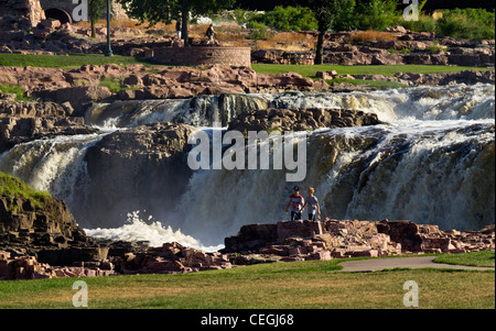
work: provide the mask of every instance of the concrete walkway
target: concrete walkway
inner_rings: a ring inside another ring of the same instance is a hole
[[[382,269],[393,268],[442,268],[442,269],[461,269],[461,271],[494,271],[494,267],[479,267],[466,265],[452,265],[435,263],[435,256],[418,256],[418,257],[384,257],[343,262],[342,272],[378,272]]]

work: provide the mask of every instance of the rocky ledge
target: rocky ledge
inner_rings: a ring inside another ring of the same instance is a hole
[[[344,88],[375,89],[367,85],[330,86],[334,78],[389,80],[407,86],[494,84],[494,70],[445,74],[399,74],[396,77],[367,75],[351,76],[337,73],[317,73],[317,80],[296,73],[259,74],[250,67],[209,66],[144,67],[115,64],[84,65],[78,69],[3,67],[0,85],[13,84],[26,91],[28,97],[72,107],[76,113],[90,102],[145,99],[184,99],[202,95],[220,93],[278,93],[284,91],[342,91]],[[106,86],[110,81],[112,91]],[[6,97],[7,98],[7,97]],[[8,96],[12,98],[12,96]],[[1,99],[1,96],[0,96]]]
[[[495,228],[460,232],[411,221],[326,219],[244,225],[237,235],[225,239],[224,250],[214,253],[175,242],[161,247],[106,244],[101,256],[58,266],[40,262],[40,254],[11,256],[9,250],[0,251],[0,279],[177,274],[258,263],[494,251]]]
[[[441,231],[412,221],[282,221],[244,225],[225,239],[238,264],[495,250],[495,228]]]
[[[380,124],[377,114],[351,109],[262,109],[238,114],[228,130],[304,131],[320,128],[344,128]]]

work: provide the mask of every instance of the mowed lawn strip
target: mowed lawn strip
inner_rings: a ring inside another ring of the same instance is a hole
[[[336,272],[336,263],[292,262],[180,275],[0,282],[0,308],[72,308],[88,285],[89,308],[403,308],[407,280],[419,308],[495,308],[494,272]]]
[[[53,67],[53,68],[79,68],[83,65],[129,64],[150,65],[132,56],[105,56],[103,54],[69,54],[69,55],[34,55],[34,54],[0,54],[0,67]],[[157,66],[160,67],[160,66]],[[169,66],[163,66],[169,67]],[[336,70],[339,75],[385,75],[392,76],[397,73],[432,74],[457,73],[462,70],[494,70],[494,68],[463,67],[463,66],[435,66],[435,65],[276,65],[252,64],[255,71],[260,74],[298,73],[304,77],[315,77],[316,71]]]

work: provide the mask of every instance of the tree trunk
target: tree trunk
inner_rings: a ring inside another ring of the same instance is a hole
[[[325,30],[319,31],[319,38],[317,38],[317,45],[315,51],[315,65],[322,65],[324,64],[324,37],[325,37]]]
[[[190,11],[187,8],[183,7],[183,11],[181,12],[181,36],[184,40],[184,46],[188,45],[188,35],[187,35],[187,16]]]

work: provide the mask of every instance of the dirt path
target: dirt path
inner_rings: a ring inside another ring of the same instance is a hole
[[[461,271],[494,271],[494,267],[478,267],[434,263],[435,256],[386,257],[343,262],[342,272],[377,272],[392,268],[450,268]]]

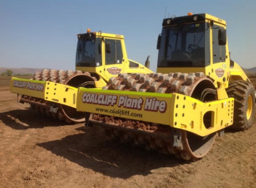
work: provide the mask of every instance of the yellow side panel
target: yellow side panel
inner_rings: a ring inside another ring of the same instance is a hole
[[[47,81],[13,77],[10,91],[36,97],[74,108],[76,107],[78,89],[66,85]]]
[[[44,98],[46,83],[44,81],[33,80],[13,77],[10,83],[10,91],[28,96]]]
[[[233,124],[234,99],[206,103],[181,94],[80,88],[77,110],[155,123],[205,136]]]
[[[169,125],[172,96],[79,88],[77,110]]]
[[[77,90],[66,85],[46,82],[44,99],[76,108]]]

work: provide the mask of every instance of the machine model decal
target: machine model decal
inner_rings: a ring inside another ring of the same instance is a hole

________

## [The exercise]
Put every line of the entries above into a Markdown table with two columns, Row for a running number and Text for the line itself, skipping blank lines. Leave the pictures out.

## [Written answer]
| Row | Text |
|---|---|
| 1 | work: provide the mask of every instance of the concrete walkway |
| 2 | target: concrete walkway |
| 3 | inner_rings: a ring inside another ring of the same instance is a hole |
| 4 | [[[382,269],[393,268],[442,268],[442,269],[461,269],[461,271],[494,271],[494,267],[479,267],[466,265],[452,265],[435,263],[435,256],[418,256],[418,257],[384,257],[343,262],[342,272],[378,272]]] |
| 5 | work: provide the mask of every instance of the rocky ledge |
| 6 | target: rocky ledge |
| 7 | inner_rings: a ring inside another ring of the same instance is a hole |
| 8 | [[[344,88],[375,89],[367,85],[330,86],[334,78],[389,80],[407,86],[494,84],[494,70],[445,74],[399,74],[396,77],[367,75],[351,76],[337,73],[317,73],[317,80],[296,73],[259,74],[250,67],[209,66],[144,67],[115,64],[84,65],[78,69],[3,67],[0,85],[13,84],[26,91],[28,97],[72,107],[76,113],[90,102],[145,99],[184,99],[202,95],[220,93],[278,93],[284,91],[342,91]],[[106,86],[110,81],[112,91]],[[6,97],[7,98],[7,97]],[[8,96],[12,98],[12,96]],[[1,99],[1,96],[0,96]]] |
| 9 | [[[495,228],[460,232],[411,221],[326,219],[244,225],[237,235],[225,239],[224,250],[214,253],[175,242],[161,247],[106,244],[101,256],[58,266],[40,262],[40,254],[11,256],[9,250],[0,251],[0,279],[177,274],[258,263],[494,251]]] |
| 10 | [[[441,231],[412,221],[282,221],[244,225],[225,239],[238,264],[495,250],[495,228]]] |
| 11 | [[[380,124],[377,114],[351,109],[262,109],[238,114],[228,130],[304,131],[320,128],[344,128]]] |
| 12 | work: provide the mask of every instance of the mowed lawn strip |
| 13 | target: mowed lawn strip |
| 14 | inner_rings: a ring inside another ring of the same instance is a hole |
| 15 | [[[336,272],[336,263],[292,262],[180,275],[0,282],[0,308],[72,308],[88,285],[89,308],[403,308],[407,280],[419,308],[495,308],[494,272]]] |
| 16 | [[[53,67],[53,68],[79,68],[83,65],[129,64],[150,65],[132,56],[105,56],[103,54],[69,54],[69,55],[34,55],[34,54],[0,54],[0,67]],[[157,66],[160,67],[160,66]],[[169,66],[163,66],[169,67]],[[336,70],[339,75],[385,75],[392,76],[397,73],[432,74],[457,73],[462,70],[494,70],[494,68],[463,67],[463,66],[435,66],[435,65],[276,65],[252,64],[255,71],[260,74],[298,73],[304,77],[315,77],[316,71]]] |
| 17 | work: provide the mask of every instance of the tree trunk |
| 18 | target: tree trunk |
| 19 | inner_rings: a ring inside another ring of the same instance is a hole |
| 20 | [[[325,30],[319,31],[319,38],[317,38],[317,45],[315,51],[315,65],[322,65],[324,64],[324,37],[325,37]]] |
| 21 | [[[190,11],[187,8],[183,7],[183,11],[181,12],[181,36],[184,40],[184,46],[188,45],[188,35],[187,35],[187,16]]] |
| 22 | work: provide the mask of every instance of the dirt path |
| 23 | target: dirt path |
| 24 | inner_rings: a ring inside another ring of the same instance is a hole |
| 25 | [[[461,271],[494,271],[494,267],[478,267],[434,263],[435,256],[386,257],[343,262],[342,272],[377,272],[392,268],[450,268]]] |
| 26 | work: provide the mask of every instance of the yellow side panel |
| 27 | target: yellow side panel |
| 28 | inner_rings: a ring inside another ring of the same instance is a hole |
| 29 | [[[47,81],[13,77],[10,91],[36,97],[74,108],[76,107],[78,89],[66,85]]] |
| 30 | [[[44,98],[46,83],[44,81],[33,80],[13,77],[10,83],[10,91],[28,96]]] |
| 31 | [[[233,124],[234,99],[206,103],[181,94],[80,88],[77,110],[155,123],[205,136]]] |
| 32 | [[[169,125],[172,96],[79,88],[77,110]]] |
| 33 | [[[77,90],[66,85],[46,82],[44,99],[76,108]]] |
| 34 | work: provide the mask of every instance of the machine model decal |
| 35 | target: machine model decal |
| 36 | inner_rings: a ring inside another ring of the same instance is a hole |